ABOUT THIS TASK:
Look below for the line that has "column 197, row 258". Set down the lines from there through the line that has "column 309, row 310", exactly as written.

-*-*-

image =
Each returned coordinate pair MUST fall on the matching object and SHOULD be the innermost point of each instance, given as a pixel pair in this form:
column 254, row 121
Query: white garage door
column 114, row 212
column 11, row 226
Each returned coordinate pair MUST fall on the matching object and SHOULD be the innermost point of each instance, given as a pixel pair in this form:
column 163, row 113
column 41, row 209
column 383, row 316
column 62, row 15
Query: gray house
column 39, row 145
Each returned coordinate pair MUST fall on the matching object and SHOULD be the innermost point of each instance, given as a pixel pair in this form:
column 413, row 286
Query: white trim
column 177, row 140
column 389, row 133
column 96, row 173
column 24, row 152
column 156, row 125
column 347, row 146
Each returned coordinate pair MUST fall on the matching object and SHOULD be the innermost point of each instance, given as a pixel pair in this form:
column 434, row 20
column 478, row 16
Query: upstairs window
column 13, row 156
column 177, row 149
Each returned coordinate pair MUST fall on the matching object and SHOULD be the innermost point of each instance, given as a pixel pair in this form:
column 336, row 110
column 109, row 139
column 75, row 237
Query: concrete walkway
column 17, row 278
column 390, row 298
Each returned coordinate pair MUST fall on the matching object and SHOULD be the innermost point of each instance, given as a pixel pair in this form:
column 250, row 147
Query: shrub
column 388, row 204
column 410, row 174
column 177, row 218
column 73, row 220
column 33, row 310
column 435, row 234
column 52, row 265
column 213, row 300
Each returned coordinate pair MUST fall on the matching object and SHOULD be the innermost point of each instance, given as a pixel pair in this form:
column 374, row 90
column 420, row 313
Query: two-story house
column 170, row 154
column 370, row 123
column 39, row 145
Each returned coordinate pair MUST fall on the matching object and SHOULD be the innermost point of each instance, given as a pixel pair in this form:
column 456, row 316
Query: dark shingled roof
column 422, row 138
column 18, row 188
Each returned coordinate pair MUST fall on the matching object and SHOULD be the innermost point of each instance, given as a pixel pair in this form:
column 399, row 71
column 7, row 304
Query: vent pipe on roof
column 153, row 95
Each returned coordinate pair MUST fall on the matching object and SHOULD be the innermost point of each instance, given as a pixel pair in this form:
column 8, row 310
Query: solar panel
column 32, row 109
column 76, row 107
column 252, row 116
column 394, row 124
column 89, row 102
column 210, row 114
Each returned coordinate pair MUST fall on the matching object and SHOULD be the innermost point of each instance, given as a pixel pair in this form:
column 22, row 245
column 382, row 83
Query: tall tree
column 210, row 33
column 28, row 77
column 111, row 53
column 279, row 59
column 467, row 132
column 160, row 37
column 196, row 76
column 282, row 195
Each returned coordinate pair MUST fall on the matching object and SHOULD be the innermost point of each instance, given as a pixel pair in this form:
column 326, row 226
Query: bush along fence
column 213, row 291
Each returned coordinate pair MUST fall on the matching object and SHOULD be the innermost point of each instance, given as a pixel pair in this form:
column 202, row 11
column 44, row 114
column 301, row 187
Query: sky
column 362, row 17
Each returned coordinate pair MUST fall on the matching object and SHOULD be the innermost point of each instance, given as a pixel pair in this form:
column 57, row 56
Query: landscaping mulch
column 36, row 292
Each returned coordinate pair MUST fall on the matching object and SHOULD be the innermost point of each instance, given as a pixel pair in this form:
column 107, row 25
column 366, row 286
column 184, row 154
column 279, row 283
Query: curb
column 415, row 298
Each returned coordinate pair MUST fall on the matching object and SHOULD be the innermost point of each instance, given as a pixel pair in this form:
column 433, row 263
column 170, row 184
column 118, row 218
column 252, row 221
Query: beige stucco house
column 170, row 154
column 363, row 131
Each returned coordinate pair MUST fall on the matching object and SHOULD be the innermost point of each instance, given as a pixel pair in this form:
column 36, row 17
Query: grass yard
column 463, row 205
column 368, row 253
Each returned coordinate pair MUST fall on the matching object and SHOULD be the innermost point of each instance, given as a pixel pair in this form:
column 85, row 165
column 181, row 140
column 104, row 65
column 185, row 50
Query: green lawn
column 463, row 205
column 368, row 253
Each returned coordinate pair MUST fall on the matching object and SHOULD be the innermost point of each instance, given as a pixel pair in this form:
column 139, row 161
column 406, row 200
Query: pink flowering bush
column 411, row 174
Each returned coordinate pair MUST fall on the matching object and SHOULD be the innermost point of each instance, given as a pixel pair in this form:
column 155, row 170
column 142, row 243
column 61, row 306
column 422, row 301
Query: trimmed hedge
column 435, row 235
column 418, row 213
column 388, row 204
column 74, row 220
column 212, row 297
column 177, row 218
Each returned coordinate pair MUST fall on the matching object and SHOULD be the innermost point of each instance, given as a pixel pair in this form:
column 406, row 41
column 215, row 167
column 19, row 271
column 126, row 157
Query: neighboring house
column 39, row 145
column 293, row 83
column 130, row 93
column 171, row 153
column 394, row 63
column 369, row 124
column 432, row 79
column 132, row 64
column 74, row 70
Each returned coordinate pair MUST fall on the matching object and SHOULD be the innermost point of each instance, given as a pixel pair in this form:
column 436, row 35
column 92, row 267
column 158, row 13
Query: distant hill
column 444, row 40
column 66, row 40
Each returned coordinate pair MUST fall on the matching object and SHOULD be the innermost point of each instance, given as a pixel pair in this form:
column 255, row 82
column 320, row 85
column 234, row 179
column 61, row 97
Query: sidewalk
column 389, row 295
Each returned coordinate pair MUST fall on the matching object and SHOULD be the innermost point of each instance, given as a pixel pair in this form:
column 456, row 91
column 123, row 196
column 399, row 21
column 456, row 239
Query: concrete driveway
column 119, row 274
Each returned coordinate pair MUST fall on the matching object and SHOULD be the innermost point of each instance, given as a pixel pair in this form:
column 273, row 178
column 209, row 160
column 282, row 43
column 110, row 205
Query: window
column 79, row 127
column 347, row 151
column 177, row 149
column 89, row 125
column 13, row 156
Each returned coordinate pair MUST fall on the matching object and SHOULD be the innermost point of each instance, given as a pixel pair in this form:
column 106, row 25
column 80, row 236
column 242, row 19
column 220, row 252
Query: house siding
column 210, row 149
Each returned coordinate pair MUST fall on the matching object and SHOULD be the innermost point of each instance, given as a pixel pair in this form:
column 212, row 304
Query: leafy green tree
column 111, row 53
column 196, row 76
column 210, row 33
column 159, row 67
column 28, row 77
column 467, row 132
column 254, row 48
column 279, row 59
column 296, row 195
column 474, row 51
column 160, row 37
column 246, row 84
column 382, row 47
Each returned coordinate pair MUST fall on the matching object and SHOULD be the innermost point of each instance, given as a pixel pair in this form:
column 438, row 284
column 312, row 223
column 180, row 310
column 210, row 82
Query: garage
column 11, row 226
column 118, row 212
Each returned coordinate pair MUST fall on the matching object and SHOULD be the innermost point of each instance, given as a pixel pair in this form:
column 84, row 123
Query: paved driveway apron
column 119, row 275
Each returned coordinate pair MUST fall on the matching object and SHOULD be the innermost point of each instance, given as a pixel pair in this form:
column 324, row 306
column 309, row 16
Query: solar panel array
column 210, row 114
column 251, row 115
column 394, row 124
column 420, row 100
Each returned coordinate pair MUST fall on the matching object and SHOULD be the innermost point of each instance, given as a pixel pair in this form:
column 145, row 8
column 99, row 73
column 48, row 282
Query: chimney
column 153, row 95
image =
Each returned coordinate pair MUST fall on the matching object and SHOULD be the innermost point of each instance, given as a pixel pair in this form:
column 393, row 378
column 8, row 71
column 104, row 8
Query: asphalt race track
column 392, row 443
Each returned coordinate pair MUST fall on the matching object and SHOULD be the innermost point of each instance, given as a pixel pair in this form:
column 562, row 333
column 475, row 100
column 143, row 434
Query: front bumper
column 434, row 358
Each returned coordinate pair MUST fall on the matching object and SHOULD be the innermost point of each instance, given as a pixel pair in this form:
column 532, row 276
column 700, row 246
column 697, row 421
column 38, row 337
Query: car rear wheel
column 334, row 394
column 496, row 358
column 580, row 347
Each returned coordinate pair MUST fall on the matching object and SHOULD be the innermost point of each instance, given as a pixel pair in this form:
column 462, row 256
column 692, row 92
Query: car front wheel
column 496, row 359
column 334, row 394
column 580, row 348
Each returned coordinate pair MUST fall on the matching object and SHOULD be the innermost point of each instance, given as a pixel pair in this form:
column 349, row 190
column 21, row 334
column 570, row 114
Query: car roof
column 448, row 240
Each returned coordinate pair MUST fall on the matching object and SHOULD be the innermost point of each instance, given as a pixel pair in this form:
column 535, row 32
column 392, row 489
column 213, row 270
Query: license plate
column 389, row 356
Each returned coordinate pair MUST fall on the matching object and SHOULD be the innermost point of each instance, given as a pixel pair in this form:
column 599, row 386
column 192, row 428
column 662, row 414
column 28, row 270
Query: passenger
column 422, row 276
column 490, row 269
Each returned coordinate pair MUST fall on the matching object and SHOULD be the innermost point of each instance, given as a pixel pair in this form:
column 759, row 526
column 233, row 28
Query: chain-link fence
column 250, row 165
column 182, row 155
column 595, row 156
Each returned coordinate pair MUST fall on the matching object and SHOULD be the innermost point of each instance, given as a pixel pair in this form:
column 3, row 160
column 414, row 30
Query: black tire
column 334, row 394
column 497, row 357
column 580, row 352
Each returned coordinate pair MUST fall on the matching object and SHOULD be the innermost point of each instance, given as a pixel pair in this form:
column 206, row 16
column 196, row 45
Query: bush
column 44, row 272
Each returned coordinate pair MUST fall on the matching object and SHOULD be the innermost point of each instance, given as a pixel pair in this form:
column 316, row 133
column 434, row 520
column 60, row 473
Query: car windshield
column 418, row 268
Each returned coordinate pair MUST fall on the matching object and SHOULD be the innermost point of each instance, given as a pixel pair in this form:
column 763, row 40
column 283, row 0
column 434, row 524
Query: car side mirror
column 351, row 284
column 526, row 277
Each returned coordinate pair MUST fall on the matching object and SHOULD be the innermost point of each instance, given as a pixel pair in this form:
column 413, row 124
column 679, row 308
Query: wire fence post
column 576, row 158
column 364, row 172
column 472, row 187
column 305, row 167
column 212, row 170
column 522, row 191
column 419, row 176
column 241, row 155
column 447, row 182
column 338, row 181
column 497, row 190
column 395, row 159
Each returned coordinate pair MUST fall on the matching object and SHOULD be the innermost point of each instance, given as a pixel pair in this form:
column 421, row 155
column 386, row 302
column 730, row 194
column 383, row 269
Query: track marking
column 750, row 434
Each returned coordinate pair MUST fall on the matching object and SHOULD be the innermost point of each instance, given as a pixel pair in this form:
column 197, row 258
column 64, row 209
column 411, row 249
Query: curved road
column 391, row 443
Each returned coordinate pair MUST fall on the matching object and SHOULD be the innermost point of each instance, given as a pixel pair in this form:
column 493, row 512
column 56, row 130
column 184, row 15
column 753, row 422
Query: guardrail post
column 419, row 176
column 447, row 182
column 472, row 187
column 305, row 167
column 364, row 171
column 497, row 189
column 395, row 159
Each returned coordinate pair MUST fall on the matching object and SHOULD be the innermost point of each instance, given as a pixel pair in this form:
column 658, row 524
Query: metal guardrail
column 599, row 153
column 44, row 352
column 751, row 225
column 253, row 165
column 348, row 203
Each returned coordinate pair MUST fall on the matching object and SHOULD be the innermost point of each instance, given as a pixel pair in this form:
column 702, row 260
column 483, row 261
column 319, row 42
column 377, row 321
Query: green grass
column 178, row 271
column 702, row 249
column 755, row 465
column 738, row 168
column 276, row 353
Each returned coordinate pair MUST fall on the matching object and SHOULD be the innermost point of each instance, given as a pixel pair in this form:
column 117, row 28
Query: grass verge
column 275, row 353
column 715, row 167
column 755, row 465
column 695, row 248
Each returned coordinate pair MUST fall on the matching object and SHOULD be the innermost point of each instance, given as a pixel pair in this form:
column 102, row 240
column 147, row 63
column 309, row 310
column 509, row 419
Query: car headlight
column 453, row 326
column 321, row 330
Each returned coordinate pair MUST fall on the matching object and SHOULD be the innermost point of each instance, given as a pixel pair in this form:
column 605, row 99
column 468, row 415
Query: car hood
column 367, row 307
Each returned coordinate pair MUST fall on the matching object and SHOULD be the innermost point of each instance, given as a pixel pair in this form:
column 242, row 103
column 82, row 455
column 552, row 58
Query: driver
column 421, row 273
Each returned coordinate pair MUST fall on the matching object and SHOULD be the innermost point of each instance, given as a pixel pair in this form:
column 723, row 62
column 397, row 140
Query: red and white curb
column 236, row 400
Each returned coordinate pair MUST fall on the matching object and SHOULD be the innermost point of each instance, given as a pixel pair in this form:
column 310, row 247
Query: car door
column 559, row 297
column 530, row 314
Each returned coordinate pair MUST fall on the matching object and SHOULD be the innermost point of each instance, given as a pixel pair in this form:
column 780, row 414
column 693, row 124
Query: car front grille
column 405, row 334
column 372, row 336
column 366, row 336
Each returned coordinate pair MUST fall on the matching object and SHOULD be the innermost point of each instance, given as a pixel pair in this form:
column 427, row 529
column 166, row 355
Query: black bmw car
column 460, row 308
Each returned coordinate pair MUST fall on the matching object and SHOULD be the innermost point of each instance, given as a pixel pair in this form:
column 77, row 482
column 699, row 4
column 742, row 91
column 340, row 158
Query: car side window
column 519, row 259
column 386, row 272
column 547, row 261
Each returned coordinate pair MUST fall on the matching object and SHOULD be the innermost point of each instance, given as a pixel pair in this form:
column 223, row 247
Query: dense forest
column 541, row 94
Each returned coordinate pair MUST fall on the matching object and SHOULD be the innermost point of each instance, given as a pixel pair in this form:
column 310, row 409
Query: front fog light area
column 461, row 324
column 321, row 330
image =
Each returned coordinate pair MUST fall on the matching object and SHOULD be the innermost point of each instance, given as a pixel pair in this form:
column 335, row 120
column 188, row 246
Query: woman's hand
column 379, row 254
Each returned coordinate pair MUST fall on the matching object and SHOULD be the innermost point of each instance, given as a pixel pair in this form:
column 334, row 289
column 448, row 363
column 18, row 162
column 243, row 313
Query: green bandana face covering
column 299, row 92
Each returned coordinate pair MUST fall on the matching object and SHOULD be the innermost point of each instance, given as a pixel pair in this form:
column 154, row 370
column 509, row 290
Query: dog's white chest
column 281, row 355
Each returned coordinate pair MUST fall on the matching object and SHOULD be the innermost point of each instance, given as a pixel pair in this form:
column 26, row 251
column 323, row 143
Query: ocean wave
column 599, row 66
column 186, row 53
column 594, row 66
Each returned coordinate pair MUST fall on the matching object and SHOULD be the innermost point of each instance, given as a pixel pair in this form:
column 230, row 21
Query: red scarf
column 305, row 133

-*-*-

EXERCISE ANSWER:
column 197, row 258
column 64, row 209
column 411, row 249
Query: curved road
column 391, row 443
Each returned coordinate pair MUST fall on the matching object and SHOULD be the innermost point of each instance, given as a pixel pair in this form:
column 493, row 512
column 56, row 130
column 184, row 15
column 753, row 422
Query: guardrail post
column 419, row 176
column 447, row 182
column 472, row 187
column 305, row 167
column 364, row 171
column 497, row 189
column 395, row 159
Each returned coordinate pair MUST fall on the matching object and SHOULD be the innermost point of each instance, given as a pixel pair in this form:
column 658, row 524
Query: metal guardrail
column 599, row 153
column 44, row 352
column 751, row 225
column 253, row 165
column 348, row 203
Each returned coordinate pair MUST fall on the matching object and SHOULD be the innermost point of each instance, given as a pixel pair in this form:
column 702, row 260
column 483, row 261
column 319, row 42
column 377, row 321
Query: green grass
column 178, row 271
column 702, row 249
column 755, row 465
column 738, row 168
column 276, row 353
Each returned coordinate pair MUST fall on the matching object and SHOULD be the innermost point of each instance, given as a pixel pair in this form:
column 117, row 28
Query: grass verge
column 275, row 353
column 715, row 167
column 755, row 465
column 695, row 248
Each returned coordinate pair MUST fall on the matching object and SHOULD be the innermost point of each instance, given as a pixel pair in this form:
column 102, row 240
column 147, row 63
column 309, row 310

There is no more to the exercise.